* Start THE DATA *

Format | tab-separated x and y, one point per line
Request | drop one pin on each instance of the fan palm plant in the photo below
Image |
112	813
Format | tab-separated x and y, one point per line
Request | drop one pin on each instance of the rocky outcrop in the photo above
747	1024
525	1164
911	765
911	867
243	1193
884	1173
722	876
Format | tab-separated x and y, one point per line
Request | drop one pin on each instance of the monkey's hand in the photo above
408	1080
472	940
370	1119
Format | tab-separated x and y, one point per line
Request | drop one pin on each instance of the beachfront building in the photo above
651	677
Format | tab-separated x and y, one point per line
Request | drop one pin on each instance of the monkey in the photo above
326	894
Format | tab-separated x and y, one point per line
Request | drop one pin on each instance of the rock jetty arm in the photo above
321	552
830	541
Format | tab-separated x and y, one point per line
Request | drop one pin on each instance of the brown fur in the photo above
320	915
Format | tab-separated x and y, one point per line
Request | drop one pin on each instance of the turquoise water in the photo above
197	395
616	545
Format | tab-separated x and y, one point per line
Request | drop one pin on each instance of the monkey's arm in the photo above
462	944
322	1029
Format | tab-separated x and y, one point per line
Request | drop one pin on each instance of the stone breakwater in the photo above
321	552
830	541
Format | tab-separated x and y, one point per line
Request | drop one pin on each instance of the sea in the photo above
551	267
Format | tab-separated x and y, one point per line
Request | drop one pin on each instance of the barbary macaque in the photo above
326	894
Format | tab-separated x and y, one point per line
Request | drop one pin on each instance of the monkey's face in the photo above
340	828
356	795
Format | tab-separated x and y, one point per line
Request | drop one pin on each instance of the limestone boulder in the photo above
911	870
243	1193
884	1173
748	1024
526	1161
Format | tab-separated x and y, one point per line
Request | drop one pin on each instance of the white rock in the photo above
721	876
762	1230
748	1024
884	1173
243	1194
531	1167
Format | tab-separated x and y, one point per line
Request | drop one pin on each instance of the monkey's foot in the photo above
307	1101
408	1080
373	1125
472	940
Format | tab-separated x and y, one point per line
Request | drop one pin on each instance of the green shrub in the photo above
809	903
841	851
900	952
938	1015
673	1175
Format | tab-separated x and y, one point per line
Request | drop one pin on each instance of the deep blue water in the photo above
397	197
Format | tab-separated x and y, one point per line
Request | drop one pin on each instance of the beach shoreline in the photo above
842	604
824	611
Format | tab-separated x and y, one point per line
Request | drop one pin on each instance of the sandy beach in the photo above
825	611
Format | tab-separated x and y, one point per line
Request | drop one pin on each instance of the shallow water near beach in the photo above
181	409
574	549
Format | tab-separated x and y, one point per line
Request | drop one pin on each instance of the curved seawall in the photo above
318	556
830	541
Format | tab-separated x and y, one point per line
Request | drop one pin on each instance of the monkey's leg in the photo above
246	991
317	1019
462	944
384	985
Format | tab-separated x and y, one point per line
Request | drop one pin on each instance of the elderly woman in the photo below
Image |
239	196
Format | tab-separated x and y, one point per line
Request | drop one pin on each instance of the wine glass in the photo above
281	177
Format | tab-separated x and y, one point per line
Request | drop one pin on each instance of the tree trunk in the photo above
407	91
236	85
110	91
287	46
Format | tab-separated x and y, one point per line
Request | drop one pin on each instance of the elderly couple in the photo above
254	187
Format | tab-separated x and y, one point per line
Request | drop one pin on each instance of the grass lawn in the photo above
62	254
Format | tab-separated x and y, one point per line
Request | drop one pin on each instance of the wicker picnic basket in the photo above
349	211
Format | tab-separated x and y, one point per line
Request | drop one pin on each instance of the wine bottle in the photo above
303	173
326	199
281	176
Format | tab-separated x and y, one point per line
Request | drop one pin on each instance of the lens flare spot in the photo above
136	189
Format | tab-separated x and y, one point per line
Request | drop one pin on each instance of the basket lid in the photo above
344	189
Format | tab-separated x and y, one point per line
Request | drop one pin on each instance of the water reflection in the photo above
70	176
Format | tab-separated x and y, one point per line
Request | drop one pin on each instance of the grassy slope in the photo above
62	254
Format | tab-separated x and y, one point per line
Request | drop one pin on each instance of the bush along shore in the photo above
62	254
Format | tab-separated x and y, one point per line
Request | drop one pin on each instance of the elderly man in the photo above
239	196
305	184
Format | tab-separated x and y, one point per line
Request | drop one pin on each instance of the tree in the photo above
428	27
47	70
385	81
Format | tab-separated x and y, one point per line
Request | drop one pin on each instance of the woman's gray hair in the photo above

* End THE DATA *

• _YOUR OBJECTIVE_
Repeat all of the records above exactly as they appear.

• _WRITTEN RESPONSE_
Format | tab-separated x and y, one point per line
Request | drop one pin on each instance of the fan palm plant in the photo below
Image |
112	813
Format | tab-separated x and y, one point per line
Request | drop one pin on each instance of the rocky outcrop in the photo above
747	1024
525	1164
911	765
911	867
243	1193
884	1173
722	876
Format | tab-separated x and y, one point per line
Request | drop one pin on each instance of the monkey's hand in the photo above
408	1080
472	940
370	1119
Format | tab-separated x and y, one point per line
Request | drop one pin on each instance of the beachfront building in the photo above
651	677
Format | tab-separated x and y, one point per line
Request | drop one pin on each instance of the monkey in the photo above
326	894
Format | tab-separated x and y, one point per line
Request | drop one pin on each instance of the rock jetty arm in the photo above
321	552
830	541
Format | tab-separated x and y, one point per line
Request | drop one pin on each instance of the brown fur in the photo above
320	915
Format | tab-separated x and y, one point per line
Request | drop one pin on each instance of the turquoise water in the photo above
197	395
616	545
Format | tab-separated x and y, one point per line
Request | drop one pin on each instance of the monkey's arm in the photo above
462	944
322	1029
Format | tab-separated x and y, one point per line
Request | drop one pin on each instance of the stone breakwater in the photo above
321	552
830	541
Format | tab-separated x and y, one point per line
Request | drop one pin on each instance of the sea in the photo above
551	267
Format | tab-separated x and y, one point per line
Request | drop one pin on each instance of the barbary macaque in the photo above
326	894
Format | tab-separated x and y, one point per line
Request | drop one pin on each instance of the monkey's face in the photo above
340	828
356	795
Format | tab-separated x and y, one point per line
Request | drop one pin on each instance of the limestone boulder in the photo above
911	870
243	1193
884	1173
748	1024
526	1161
Format | tab-separated x and y, one point per line
Request | drop one pin on each instance of the white rock in the photo above
721	876
762	1230
748	1024
884	1173
243	1194
531	1167
Format | tab-separated x and y, one point per line
Request | drop one pin on each instance of the monkey's foot in the photo above
307	1101
408	1080
373	1125
472	940
Format | tab-separated x and y, one point per line
Request | drop one pin on each instance of the green shrub in the photo above
809	903
841	851
900	952
938	1015
673	1175
Format | tab-separated x and y, one point per line
Request | drop one pin on each instance of the deep blue water in the photo above
397	197
Format | tab-separated x and y, one point per line
Request | drop one pin on each instance of the beach shoreline in the photo above
842	604
824	611
Format | tab-separated x and y, one point per line
Request | drop one pin on each instance of the sandy beach in the photo above
825	611
Format | tab-separated x and y, one point per line
Request | drop one pin on each instance of the shallow water near beach in the photo above
181	409
574	549
Format | tab-separated x and y, one point per line
Request | drop one pin on each instance of the curved seawall in the photo above
318	556
830	541
Format | tab-separated x and y, one point per line
Request | drop one pin on each instance of the monkey's leg in the photo above
246	991
317	1019
462	944
384	985
Format | tab-separated x and y, one point per line
Request | drop one pin on each instance of the elderly woman in the photo below
Image |
239	196
Format | tab-separated x and y, one point per line
Request | drop one pin on each instance of the wine glass in the photo above
281	177
Format | tab-separated x and y, one point per line
Request | drop one pin on each instance of the tree trunk in the photo above
407	91
236	85
110	91
287	46
Format | tab-separated x and y, one point per line
Request | drop one pin on each instance of the elderly couple in the photo above
254	187
Format | tab-separated x and y, one point per line
Request | drop one pin on each instance of the grass lawn in the photo above
62	254
Format | tab-separated x and y, one point per line
Request | drop one pin on each instance of the wicker picnic basket in the photo above
349	211
Format | tab-separated x and y, one point per line
Request | drop one pin on each instance of the wine bottle in the photo above
303	173
326	199
281	176
Format | tab-separated x and y, one point per line
Request | drop one pin on each instance of the lens flare spot in the photo above
136	189
Format | tab-separated x and y, one point per line
Request | drop one pin on each instance of the basket lid in the photo above
344	189
Format | tab-separated x and y, one point per line
Request | drop one pin on each instance of the water reflection in the photo above
70	176
Format | tab-separated x and y, one point per line
Request | drop one pin on each instance of the grassy slope in the photo above
62	254
Format | tab-separated x and y, one point per line
Request | drop one pin on each instance of the bush along shore in the photo above
62	254
Format | tab-separated x and y, one point per line
Request | drop one pin on each instance of the elderly man in the photo above
239	196
305	184
Format | tab-separated x and y, one point per line
Request | drop one pin on each instance of the tree in the photo above
428	27
47	70
385	81
Format | tab-separated x and y, one point per line
Request | drop one pin on each instance of the woman's gray hair in the photo above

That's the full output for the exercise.